#### Excerpt

Colon et al v. Metro-North Commuter Railroad Company et al
Filing
292
RULING DENYING MOTION FOR CERTIFICATION TO APPEAL AND MOTION FOR RECONSIDERATION. For the reasons set forth in the attached ruling, defendants' motion for leave to certify an interlocutory appeal and for a stay of proceedings (Doc. # 276 ) is DENIED, and defendants' motion for reconsideration of the Court's discovery costs/fees order (Doc. # 278 ) is DENIED. It is so ordered. Signed by Judge Jeffrey A. Meyer on 4/10/2017. (Gruber, Sarah)
UNITED STATES DISTRICT COURT
DISTRICT OF CONNECTICUT
MILTON OMAR COLON and ARLENE
DAVIS,
Plaintiffs,
v.
METRO-NORTH COMMUTER
RAILROAD COMPANY, and
METROPOLITAN TRANSPORTATION
AUTHORITY,
Defendants.
No. 3:13-cv-00325 (JAM)

########

_Set of tasks_.
(1) In the filing, who signed the ruling, and on what date?
(2) How many lines in the entries below contain the string "metal", matching case exactly? Give only the number.

#### Data

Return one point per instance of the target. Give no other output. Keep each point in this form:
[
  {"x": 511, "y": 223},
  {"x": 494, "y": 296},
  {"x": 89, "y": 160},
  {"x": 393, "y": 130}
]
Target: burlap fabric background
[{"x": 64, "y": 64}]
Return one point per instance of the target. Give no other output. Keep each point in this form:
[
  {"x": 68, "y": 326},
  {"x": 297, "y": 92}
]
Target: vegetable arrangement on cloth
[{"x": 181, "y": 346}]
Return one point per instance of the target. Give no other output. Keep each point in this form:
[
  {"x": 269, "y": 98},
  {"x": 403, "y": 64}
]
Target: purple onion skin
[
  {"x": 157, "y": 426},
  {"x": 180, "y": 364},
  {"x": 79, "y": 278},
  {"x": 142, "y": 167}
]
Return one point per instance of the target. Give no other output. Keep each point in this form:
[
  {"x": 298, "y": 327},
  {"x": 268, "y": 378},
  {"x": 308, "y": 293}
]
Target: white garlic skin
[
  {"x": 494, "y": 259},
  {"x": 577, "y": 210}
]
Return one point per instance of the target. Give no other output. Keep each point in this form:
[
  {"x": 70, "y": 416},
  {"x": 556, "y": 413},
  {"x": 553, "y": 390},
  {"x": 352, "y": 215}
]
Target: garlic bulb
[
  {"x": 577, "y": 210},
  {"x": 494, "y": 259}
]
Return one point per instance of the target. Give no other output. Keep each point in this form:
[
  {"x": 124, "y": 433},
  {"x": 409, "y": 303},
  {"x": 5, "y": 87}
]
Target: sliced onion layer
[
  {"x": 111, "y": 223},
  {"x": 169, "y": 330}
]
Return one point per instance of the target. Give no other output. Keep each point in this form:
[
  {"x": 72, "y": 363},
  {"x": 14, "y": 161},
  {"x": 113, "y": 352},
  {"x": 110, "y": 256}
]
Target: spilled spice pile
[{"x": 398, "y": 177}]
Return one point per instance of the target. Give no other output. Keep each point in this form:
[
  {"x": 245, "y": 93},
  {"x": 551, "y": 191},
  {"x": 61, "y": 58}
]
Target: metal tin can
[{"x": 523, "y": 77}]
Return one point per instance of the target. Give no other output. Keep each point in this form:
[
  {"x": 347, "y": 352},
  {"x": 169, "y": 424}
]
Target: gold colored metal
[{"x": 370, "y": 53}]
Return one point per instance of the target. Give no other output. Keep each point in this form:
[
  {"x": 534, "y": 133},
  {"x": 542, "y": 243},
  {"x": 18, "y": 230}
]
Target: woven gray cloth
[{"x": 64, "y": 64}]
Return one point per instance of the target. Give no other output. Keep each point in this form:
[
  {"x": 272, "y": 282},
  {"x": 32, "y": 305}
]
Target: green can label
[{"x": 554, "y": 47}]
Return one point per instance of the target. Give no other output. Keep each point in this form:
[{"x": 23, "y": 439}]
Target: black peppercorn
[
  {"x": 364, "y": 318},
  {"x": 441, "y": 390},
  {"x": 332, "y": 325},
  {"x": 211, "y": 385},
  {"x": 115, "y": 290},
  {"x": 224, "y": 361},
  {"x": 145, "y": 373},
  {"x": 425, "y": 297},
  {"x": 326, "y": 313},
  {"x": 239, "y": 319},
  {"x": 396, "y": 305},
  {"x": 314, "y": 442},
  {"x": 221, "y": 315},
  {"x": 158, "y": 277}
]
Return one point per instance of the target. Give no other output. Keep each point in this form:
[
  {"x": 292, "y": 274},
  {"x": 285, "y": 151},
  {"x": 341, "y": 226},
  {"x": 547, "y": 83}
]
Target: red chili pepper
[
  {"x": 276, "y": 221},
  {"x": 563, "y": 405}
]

########

_List of solutions_.
(1) Judge Jeffrey A. Meyer signed it on 4/10/2017.

(2) 2